#### Trecho fornecido:
######

O processo foi concluído a favor dos funcionários e a alta caiu para 18%. A ANS não regula reajustes de convênios coletivos sob a justificativa de que, como os contratos envolvem muitas vidas, as empresas têm poder de barganha e conseguem negociar descontos. Mesmo assim, quando a correção é considerada abusiva, o usuário pode — e deve — recorrer a um órgão de defesa do consumidor ou à Justiça.

Segundo a advogada Giovanna Trad, o consumidor, geralmente, sai vitorioso da ação. “O usuário acaba se submetendo a cláusulas redigidas pela operadora, mas muitas delas limitam direitos assegurados pela Constituição. O magistrado, então, analisa se o contrato cumpre sua função social e se o plano de saúde agiu com transparência e lealdade na relação”, pontua.

Aposentado tem proteção

Quando chega a hora da aposentadoria, vem a incerteza. No momento de maior vulnerabilidade, a pessoa se depara com a possibilidade de não ter assistência médica, justamente quando mais precisa. Para quem tem mais de 60 anos, os convênios são caros, e procurar novos planos é uma dor de cabeça. Por falta de informação, muita gente se aposenta sem saber que tem vários direitos garantidos mesmo após encerrar o vínculo empregatício.

A aposentada Suely Oliveira, de 57 anos, tem um plano de saúde empresarial e a mãe, de 87 anos, como dependente. “Continuo no emprego, mas temo que minha mãe perca o convênio quando eu parar de trabalhar”, conta. “Até já tentei contratar um plano por fora, mas as operadoras se recusam a fazer para ela por conta da idade”, desabafa. Pela lei, contudo, nenhum plano de saúde pode recusar um beneficiário em razão de idade, deficiência ou doença preexistente.

######

#### Registros para análise:
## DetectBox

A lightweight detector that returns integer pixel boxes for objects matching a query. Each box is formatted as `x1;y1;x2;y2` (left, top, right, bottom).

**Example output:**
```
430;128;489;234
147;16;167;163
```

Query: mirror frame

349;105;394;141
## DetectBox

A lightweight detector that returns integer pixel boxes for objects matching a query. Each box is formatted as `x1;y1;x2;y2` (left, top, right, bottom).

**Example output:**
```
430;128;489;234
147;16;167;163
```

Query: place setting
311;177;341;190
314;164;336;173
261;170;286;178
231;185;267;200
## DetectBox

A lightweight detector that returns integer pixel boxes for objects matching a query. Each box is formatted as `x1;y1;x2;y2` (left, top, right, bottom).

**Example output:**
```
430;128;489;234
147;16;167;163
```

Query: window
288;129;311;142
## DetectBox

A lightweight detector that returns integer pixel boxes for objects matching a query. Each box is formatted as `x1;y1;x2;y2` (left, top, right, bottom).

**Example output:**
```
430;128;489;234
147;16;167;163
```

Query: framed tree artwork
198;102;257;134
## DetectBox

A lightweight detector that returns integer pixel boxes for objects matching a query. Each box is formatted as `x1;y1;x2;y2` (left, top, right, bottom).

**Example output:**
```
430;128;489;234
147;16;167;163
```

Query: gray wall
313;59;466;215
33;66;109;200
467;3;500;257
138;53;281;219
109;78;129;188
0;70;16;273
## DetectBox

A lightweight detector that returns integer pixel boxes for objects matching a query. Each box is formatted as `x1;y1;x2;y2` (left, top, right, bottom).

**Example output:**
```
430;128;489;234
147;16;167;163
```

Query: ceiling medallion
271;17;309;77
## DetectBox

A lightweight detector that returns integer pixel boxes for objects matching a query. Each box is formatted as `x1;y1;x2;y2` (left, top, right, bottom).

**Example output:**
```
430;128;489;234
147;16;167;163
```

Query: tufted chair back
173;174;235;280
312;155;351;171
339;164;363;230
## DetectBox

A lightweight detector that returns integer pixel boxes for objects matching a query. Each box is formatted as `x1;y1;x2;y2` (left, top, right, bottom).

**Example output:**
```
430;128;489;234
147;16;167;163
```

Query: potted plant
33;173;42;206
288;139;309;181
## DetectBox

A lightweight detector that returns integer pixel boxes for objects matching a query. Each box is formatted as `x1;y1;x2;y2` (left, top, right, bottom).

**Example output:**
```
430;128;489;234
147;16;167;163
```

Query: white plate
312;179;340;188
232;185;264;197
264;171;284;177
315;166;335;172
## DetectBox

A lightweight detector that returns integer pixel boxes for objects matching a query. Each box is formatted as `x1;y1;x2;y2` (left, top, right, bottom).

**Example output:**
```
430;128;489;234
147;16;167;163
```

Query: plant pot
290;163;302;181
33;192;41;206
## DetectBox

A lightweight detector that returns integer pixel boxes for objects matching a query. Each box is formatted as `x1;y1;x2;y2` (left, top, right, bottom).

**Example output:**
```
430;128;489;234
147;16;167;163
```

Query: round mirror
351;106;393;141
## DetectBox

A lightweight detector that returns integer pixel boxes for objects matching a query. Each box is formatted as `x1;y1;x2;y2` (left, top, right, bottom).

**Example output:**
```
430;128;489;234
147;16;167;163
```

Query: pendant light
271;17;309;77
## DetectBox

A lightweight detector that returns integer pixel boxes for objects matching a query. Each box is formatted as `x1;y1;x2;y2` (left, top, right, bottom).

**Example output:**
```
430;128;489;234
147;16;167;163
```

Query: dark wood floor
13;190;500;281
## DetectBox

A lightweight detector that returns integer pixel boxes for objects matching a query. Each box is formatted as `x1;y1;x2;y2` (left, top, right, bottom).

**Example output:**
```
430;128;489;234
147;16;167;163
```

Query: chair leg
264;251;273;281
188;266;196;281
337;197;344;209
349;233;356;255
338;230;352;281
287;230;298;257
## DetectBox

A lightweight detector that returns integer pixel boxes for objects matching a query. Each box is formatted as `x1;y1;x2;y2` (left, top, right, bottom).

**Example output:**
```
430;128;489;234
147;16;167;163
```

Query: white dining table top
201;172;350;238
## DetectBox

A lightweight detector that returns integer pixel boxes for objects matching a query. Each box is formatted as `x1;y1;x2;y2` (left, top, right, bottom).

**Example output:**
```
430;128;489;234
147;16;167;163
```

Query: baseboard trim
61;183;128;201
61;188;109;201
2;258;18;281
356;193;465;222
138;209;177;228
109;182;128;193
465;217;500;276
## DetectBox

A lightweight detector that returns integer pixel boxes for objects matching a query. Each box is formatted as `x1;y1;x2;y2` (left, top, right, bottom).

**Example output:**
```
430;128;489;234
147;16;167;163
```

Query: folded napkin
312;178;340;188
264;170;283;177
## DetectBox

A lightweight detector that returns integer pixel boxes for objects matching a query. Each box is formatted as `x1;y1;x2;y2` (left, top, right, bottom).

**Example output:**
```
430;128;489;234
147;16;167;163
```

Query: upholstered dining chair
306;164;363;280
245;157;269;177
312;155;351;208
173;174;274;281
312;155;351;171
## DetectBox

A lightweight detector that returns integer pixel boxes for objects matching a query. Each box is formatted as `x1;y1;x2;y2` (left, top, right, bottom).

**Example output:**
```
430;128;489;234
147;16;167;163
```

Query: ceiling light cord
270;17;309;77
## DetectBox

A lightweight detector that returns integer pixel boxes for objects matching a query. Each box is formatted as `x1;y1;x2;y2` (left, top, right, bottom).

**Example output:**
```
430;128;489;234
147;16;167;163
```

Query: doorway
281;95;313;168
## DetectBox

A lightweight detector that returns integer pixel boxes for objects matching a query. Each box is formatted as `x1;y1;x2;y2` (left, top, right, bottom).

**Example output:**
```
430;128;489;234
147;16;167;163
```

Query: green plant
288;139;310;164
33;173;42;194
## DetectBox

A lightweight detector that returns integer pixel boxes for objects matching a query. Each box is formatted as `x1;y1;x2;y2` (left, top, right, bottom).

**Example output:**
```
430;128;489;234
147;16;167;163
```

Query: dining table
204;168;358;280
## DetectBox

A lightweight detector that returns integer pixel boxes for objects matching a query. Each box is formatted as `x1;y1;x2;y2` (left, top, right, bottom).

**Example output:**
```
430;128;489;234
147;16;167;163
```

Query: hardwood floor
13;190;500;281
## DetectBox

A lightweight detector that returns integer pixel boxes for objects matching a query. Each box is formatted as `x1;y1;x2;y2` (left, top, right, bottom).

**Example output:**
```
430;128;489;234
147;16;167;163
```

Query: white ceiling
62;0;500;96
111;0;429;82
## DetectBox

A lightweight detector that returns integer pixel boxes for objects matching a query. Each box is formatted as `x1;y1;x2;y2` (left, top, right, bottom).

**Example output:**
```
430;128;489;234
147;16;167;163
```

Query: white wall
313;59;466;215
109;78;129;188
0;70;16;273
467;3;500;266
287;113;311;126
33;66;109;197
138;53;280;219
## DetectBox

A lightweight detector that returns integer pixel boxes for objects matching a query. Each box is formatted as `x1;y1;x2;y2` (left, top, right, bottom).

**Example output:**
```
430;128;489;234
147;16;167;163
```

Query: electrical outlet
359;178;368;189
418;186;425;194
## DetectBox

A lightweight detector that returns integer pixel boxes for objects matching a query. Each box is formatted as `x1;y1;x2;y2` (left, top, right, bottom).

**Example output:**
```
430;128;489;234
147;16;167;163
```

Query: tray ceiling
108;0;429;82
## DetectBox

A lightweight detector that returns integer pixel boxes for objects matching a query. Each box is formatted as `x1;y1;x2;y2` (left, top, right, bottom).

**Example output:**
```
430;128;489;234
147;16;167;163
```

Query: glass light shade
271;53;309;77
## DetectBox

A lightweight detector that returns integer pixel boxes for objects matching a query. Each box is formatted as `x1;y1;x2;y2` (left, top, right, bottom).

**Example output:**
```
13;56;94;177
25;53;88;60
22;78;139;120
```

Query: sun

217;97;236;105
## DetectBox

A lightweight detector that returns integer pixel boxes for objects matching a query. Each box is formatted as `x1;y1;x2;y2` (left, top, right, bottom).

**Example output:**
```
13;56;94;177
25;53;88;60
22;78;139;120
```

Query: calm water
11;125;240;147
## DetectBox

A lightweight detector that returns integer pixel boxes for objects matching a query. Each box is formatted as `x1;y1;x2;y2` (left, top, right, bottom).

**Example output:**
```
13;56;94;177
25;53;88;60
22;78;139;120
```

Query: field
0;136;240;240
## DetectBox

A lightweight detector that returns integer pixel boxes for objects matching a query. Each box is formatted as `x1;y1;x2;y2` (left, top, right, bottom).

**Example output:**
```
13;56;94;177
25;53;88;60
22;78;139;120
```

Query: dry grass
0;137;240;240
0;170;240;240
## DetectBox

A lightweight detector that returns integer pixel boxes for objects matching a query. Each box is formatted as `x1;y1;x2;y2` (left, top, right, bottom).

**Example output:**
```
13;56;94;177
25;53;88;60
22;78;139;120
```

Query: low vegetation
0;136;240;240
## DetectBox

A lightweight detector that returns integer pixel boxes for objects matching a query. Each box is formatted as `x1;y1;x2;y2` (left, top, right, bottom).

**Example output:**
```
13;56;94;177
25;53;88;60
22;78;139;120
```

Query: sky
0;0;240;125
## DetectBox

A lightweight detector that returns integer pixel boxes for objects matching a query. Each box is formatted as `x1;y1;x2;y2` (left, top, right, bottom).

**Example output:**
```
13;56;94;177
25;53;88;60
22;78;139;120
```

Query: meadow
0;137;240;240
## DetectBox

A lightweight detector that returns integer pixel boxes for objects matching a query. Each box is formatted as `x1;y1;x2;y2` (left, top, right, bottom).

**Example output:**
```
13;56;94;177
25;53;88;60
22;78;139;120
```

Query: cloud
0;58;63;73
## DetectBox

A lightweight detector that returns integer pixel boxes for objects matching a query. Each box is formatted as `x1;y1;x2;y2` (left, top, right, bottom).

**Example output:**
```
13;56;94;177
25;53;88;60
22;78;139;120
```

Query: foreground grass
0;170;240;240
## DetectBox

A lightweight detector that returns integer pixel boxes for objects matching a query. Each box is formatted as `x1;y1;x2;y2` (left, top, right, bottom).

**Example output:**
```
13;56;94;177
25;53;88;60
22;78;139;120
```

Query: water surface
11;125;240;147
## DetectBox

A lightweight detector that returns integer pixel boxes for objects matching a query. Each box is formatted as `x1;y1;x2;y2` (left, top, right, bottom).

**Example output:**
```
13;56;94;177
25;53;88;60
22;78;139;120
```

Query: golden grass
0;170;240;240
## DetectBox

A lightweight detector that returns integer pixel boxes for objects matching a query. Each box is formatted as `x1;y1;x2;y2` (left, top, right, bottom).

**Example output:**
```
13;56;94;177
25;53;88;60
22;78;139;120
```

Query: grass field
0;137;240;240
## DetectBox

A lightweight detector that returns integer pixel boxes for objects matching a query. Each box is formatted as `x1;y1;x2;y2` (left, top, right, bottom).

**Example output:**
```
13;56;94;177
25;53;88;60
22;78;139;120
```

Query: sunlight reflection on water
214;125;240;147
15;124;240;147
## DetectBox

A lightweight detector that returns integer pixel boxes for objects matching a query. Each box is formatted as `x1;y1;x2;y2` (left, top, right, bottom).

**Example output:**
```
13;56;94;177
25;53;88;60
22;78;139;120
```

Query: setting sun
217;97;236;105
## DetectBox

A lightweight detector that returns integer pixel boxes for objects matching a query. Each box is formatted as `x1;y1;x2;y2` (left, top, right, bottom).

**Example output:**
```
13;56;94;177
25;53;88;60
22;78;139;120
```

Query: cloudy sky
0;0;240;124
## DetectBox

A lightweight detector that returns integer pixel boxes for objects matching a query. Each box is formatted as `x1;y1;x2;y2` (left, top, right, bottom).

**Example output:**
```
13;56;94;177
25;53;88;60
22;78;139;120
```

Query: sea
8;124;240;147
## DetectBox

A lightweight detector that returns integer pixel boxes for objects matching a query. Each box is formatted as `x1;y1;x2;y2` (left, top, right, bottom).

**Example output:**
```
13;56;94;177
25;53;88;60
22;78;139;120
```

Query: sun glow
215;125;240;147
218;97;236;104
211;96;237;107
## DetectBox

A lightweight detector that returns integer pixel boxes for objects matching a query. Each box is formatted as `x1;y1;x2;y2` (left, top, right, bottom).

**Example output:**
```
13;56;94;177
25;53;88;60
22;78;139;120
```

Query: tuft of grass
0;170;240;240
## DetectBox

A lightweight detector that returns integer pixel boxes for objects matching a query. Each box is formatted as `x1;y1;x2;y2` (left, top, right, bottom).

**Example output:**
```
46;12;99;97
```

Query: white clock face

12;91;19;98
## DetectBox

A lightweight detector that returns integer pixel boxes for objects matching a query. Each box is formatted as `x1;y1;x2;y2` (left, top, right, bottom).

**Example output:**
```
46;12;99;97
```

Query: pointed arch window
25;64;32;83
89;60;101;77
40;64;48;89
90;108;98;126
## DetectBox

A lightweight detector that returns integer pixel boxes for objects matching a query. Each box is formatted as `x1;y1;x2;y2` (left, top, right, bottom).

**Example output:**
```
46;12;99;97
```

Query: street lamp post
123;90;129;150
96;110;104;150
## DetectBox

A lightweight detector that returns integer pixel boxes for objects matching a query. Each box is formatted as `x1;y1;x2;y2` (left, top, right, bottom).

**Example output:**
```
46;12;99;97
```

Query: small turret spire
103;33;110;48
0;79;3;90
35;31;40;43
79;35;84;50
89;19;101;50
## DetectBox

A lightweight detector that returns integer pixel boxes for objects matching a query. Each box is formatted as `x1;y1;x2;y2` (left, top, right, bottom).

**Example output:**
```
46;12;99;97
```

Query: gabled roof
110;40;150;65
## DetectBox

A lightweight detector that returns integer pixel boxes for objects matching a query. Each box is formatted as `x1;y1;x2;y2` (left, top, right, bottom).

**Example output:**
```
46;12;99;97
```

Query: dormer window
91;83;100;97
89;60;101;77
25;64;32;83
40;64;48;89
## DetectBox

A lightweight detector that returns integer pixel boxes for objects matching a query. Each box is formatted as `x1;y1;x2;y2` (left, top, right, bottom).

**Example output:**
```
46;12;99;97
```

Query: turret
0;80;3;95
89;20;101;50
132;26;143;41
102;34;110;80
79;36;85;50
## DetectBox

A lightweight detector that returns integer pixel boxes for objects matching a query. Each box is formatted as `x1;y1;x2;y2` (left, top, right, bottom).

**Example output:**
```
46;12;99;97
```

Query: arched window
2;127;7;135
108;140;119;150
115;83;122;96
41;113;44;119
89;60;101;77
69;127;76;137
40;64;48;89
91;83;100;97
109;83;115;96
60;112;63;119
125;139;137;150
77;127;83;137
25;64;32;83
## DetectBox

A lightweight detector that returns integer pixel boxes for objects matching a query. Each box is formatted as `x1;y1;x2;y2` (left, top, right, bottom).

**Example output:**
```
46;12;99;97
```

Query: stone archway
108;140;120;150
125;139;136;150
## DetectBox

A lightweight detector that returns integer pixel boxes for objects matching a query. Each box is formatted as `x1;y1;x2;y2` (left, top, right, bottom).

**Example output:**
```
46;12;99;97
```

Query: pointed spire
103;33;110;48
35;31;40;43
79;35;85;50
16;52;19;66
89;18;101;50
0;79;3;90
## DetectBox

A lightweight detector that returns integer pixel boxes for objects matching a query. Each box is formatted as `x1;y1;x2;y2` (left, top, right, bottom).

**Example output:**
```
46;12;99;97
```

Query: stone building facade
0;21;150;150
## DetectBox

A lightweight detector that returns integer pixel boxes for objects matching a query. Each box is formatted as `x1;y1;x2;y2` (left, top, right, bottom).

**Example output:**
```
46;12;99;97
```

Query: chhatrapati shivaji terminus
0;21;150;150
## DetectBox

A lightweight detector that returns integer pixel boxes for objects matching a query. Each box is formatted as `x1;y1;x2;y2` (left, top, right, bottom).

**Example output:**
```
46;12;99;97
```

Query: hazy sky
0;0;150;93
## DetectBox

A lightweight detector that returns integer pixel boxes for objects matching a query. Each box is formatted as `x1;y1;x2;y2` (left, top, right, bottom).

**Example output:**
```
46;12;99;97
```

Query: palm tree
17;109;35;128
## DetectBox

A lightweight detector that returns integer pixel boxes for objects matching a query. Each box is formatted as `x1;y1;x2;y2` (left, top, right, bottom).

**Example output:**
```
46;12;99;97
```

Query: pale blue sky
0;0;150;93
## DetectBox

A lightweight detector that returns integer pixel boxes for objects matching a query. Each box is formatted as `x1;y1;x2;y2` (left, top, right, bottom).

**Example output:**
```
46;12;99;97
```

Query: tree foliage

######

#### Tarefas a cumprir:
1. No trecho sobre planos de saúde, reescreva a parte entre "Aposentado tem proteção" e "o vínculo empregatício.", inclusive, substituindo "assistência médica" por "cobertura médica".
2. De acordo com o trecho sobre planos de saúde, para qual percentual caiu a alta depois que o processo foi concluído a favor dos funcionários?
Baseie-se exclusivamente no trecho fornecido.

#### Respostas por tarefa:
1.
Aposentado tem proteção

Quando chega a hora da aposentadoria, vem a incerteza. No momento de maior vulnerabilidade, a pessoa se depara com a possibilidade de não ter cobertura médica, justamente quando mais precisa. Para quem tem mais de 60 anos, os convênios são caros, e procurar novos planos é uma dor de cabeça. Por falta de informação, muita gente se aposenta sem saber que tem vários direitos garantidos mesmo após encerrar o vínculo empregatício.

2. Para 18%.